Every record should be copied exactly, and the images omitted.

Region pointing data:
= Beginning of Section =

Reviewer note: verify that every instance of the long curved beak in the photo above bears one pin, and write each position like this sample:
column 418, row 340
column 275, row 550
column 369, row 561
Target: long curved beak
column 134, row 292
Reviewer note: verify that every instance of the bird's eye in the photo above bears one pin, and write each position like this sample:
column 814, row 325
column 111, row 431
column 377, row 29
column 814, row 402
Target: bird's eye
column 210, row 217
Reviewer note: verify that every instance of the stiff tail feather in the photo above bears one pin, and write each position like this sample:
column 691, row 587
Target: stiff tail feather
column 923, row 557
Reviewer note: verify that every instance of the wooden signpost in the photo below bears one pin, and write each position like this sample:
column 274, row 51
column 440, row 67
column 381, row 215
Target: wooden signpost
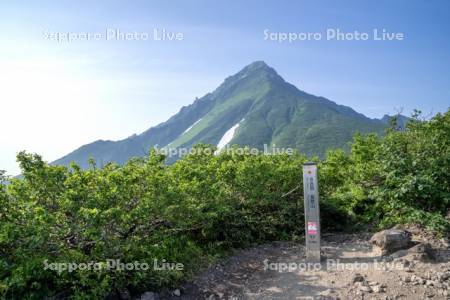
column 312, row 211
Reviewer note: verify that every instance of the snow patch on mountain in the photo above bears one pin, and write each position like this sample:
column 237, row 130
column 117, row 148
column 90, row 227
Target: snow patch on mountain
column 226, row 138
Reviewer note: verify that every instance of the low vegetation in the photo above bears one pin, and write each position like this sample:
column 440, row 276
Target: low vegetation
column 196, row 209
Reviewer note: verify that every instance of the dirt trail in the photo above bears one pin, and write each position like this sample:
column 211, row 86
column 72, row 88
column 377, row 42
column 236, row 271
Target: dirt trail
column 349, row 270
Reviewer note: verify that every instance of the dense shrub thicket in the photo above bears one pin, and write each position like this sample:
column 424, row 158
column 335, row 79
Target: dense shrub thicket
column 204, row 204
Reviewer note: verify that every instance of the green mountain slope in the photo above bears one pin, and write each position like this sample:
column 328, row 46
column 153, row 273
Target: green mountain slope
column 259, row 106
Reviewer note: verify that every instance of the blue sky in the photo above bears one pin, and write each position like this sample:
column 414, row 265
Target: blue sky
column 56, row 96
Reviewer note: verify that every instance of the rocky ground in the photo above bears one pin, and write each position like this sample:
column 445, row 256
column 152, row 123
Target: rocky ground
column 351, row 268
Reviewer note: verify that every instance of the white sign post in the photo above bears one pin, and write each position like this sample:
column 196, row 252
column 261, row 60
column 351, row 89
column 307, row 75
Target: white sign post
column 312, row 212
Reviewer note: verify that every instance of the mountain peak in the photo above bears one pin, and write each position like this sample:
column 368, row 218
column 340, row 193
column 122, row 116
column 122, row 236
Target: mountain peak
column 258, row 66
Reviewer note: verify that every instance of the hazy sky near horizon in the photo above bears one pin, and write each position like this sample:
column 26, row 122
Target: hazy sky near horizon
column 57, row 95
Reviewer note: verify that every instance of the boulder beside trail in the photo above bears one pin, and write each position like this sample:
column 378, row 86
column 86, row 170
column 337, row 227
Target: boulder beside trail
column 391, row 240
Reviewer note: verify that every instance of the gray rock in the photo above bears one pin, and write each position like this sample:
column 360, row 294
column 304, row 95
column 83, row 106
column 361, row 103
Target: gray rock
column 391, row 240
column 358, row 278
column 149, row 296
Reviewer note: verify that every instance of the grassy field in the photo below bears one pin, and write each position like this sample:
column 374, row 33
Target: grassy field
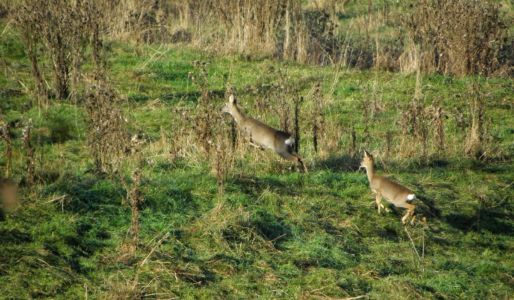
column 273, row 232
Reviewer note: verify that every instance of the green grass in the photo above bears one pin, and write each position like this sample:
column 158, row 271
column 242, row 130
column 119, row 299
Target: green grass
column 274, row 233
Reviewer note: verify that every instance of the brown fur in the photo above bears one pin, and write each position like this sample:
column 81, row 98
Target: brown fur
column 392, row 191
column 262, row 135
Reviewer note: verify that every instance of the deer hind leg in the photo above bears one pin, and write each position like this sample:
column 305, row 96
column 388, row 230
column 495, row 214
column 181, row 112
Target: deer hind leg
column 410, row 213
column 378, row 201
column 294, row 157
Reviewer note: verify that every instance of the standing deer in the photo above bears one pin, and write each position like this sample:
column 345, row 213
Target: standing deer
column 262, row 135
column 394, row 192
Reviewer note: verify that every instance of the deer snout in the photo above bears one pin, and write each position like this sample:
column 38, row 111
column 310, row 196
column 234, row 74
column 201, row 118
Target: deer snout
column 225, row 109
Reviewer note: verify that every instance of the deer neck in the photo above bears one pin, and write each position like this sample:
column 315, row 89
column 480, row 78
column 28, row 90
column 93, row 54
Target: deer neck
column 237, row 115
column 370, row 171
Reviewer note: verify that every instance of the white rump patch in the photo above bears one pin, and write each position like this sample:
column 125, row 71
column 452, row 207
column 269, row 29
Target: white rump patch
column 289, row 141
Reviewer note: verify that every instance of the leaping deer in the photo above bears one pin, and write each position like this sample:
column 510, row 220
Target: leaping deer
column 394, row 192
column 262, row 135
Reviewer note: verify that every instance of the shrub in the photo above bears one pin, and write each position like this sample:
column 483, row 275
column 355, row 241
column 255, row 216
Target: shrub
column 458, row 37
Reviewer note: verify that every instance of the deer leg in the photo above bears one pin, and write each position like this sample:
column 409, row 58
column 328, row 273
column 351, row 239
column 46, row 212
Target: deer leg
column 294, row 157
column 410, row 212
column 256, row 146
column 378, row 201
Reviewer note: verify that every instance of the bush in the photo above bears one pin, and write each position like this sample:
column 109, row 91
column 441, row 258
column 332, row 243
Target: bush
column 458, row 37
column 58, row 124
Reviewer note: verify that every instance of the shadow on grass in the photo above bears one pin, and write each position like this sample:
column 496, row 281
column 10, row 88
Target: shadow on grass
column 190, row 97
column 484, row 219
column 339, row 163
column 254, row 186
column 14, row 236
column 87, row 192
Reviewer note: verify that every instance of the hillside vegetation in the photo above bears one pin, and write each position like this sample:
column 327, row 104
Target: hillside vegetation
column 134, row 185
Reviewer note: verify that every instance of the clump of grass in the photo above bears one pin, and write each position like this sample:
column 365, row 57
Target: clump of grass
column 458, row 37
column 30, row 164
column 107, row 136
column 5, row 135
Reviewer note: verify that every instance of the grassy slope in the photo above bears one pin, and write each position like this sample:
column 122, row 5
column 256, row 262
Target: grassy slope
column 275, row 233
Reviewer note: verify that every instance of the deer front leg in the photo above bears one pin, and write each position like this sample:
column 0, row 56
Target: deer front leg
column 409, row 213
column 378, row 201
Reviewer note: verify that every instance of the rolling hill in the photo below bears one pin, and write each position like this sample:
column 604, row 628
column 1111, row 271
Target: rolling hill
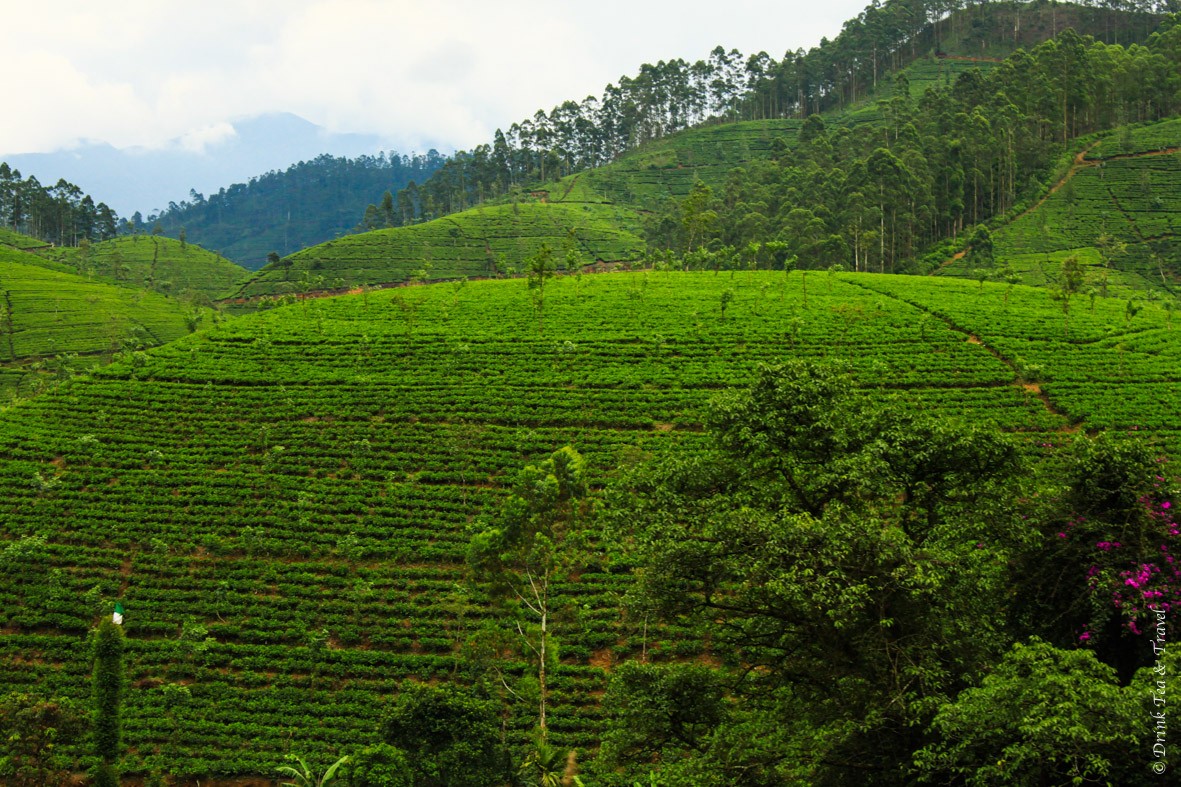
column 56, row 323
column 284, row 502
column 485, row 241
column 1114, row 209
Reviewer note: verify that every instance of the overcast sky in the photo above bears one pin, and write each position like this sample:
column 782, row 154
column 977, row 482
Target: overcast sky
column 444, row 73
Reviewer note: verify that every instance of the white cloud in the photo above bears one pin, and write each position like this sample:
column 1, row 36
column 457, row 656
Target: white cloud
column 208, row 136
column 139, row 72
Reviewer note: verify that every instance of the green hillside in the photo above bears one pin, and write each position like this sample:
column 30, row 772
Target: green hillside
column 284, row 503
column 485, row 241
column 1115, row 210
column 155, row 262
column 52, row 322
column 19, row 241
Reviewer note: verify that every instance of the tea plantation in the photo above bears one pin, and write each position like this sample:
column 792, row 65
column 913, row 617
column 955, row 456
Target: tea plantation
column 284, row 502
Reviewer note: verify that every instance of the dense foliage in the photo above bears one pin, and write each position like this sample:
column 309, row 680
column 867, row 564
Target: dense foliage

= End of Section =

▶ _Solution to this exercise_
Reviewer note: verify that every instance of the long curved beak in the photo above bears one pin, and write each position like this sample:
column 418, row 340
column 275, row 550
column 369, row 561
Target: long curved beak
column 134, row 292
Reviewer note: verify that every instance of the bird's eye in the photo above bears one pin, and write each position like this sample:
column 814, row 325
column 111, row 431
column 377, row 29
column 814, row 402
Target: bird's eye
column 210, row 217
Reviewer note: verify that every instance of the stiff tail feather in the photo above bears one pin, and write each position like this sample:
column 691, row 587
Target: stiff tail feather
column 923, row 557
Reviewer note: verify that every instance of the wooden signpost in the photo below bears one pin, and write each position like this sample:
column 274, row 51
column 440, row 67
column 381, row 215
Target: wooden signpost
column 312, row 211
Reviewer note: verify that every instance of the snow patch on mountain in the photo above bears one pin, and write each position like this sample:
column 237, row 130
column 117, row 148
column 90, row 227
Target: snow patch on mountain
column 226, row 138
Reviewer note: verify that every instance of the low vegetation in the photo above bears one pin, and write each position like this sample:
column 440, row 276
Target: low vegetation
column 196, row 209
Reviewer note: verify that every instance of the dirt trail in the photo above bears one pin, and write each position like this sample:
column 211, row 86
column 72, row 88
column 377, row 42
column 236, row 271
Target: dirt trail
column 349, row 270
Reviewer note: verify that every instance of the dense shrub thicket in the photo above bears one pin, and write each position like this sample:
column 424, row 158
column 335, row 79
Target: dense shrub thicket
column 204, row 204
Reviewer note: verify that every instance of the green mountain slope in the photo above bears one pin, and write each position like this sample:
column 328, row 46
column 153, row 273
Target: green mountain slope
column 259, row 106
Reviewer note: verify that every instance of the blue sky in the photo above bears one pin, and write each position like this sample:
column 414, row 265
Target: blue sky
column 56, row 96
Reviewer note: verify that every instance of the rocky ground in the photo above bears one pin, and write each position like this sample:
column 445, row 256
column 152, row 123
Target: rocky ground
column 351, row 268
Reviewer note: verify that every instance of the white sign post in the photo above bears one pin, and write each position like this sample:
column 196, row 252
column 261, row 60
column 351, row 89
column 307, row 75
Target: white sign post
column 312, row 212
Reviewer note: verify that every instance of the mountain peak in the photo above bears one pin, and write each position like this sample:
column 368, row 218
column 340, row 193
column 122, row 116
column 122, row 236
Target: mountain peak
column 258, row 66
Reviewer note: verify that every instance of the hazy sky near horizon in the photo above bears one pin, and write each position like this sample:
column 26, row 122
Target: hazy sky near horizon
column 57, row 95
Reviewer note: verify that every instance of the boulder beside trail in the photo above bears one pin, and write each position like this sample:
column 378, row 86
column 86, row 170
column 337, row 227
Target: boulder beside trail
column 391, row 240
Reviewer note: verify that every instance of the gray rock in the photo above bears one pin, and write each position like this sample:
column 360, row 294
column 304, row 95
column 83, row 106
column 361, row 103
Target: gray rock
column 391, row 240
column 358, row 278
column 149, row 296
Reviewer note: verify that every instance of the grassy field in the photo below bears one pin, and write each position like this sample:
column 374, row 33
Target: grassy field
column 273, row 232
Reviewer note: verify that every instance of the green grass in the photo above bears one pin, and write each position like this sample:
column 158, row 271
column 242, row 130
column 119, row 299
Target: green grass
column 274, row 233
Reviewer note: verify that every instance of the brown fur in the photo above bears one pin, and write each position like this sample:
column 81, row 98
Target: brown fur
column 392, row 191
column 262, row 135
Reviewer note: verify that every instance of the deer hind leg in the photo above bears one pin, and write each position like this sample:
column 305, row 96
column 388, row 230
column 495, row 214
column 181, row 112
Target: deer hind leg
column 410, row 213
column 378, row 201
column 294, row 157
Reviewer note: verify that every instance of the standing deer in the photo above bears one pin, and write each position like this sample:
column 345, row 213
Target: standing deer
column 262, row 135
column 394, row 192
Reviewer note: verify that every instance of the deer snout in the photo above bears one pin, and write each position like this sample:
column 38, row 111
column 310, row 196
column 234, row 74
column 201, row 118
Target: deer snout
column 225, row 109
Reviewer note: verify that every instance of the deer neck in the photo above bears one pin, and write each position like this sample:
column 315, row 89
column 480, row 78
column 28, row 90
column 93, row 54
Target: deer neck
column 237, row 115
column 370, row 171
Reviewer note: verify that every instance of the white rump patch in the photo above bears one pin, and write each position like this sample:
column 125, row 71
column 452, row 207
column 269, row 29
Target: white rump patch
column 289, row 141
Reviewer note: verify that every instance of the leaping deer in the photo above bears one pin, and write each position like this sample:
column 510, row 220
Target: leaping deer
column 394, row 192
column 262, row 135
Reviewer note: verify that every instance of the shrub in the photo above bears one pin, and write each position like this sample:
column 483, row 275
column 355, row 241
column 255, row 216
Target: shrub
column 458, row 37
Reviewer note: verify that every instance of the deer leg in the photo above bears one pin, and write each position like this sample:
column 409, row 58
column 328, row 273
column 351, row 239
column 46, row 212
Target: deer leg
column 294, row 157
column 410, row 212
column 256, row 146
column 378, row 201
Reviewer note: verify that every instance of the bush in the photo above bears one pin, and write each position like this sample:
column 109, row 91
column 441, row 258
column 332, row 243
Target: bush
column 458, row 37
column 58, row 124
Reviewer note: verify that every instance of the shadow on grass in the photo above bears one pin, and write each position like this sample:
column 496, row 281
column 10, row 88
Target: shadow on grass
column 190, row 97
column 484, row 219
column 339, row 163
column 254, row 186
column 14, row 236
column 87, row 192
Reviewer note: verify that every instance of the hillside vegetation in the photo above bears one pin, and write each position like this sample:
column 327, row 104
Target: hillside vegetation
column 134, row 185
Reviewer note: verify that every instance of the clump of grass in the photo above bears one pin, and write each position like this sample:
column 365, row 57
Target: clump of grass
column 458, row 37
column 30, row 164
column 107, row 136
column 5, row 135
Reviewer note: verify that every instance of the grassy slope in the photo above bears one pin, and write each position like this sample:
column 122, row 5
column 256, row 262
Target: grassy slope
column 275, row 233
Reviewer note: verify that every instance of the deer front leg in the photo above bears one pin, and write each position like this sample:
column 0, row 56
Target: deer front leg
column 409, row 213
column 378, row 201
Reviewer note: verify that every instance of the rolling hill in the photo below bears one pin, and write each position like this sample:
column 604, row 628
column 1111, row 271
Target: rolling hill
column 56, row 323
column 284, row 502
column 485, row 241
column 1114, row 209
Reviewer note: verify that every instance of the overcast sky in the photo above bears one pin, and write each position like this sample:
column 782, row 154
column 977, row 482
Target: overcast sky
column 444, row 73
Reviewer note: verify that every instance of the white cloud in the photo above bears one pin, and write each position like this sample:
column 1, row 36
column 457, row 656
Target: white cloud
column 208, row 136
column 139, row 72
Reviewer note: verify that every instance of the green hillside in the photo above bears one pin, and write each position like this sample:
column 30, row 772
Target: green hillside
column 284, row 503
column 485, row 241
column 1115, row 210
column 155, row 262
column 52, row 322
column 19, row 241
Reviewer note: verify that every instance of the tea plantation in the photo above bears one pin, and write each position like this sample:
column 792, row 65
column 913, row 617
column 955, row 456
Target: tea plantation
column 284, row 502
Reviewer note: verify that every instance of the dense foliage in the photo above bears one pin, and write each position like this sample:
column 309, row 680
column 867, row 564
Target: dense foliage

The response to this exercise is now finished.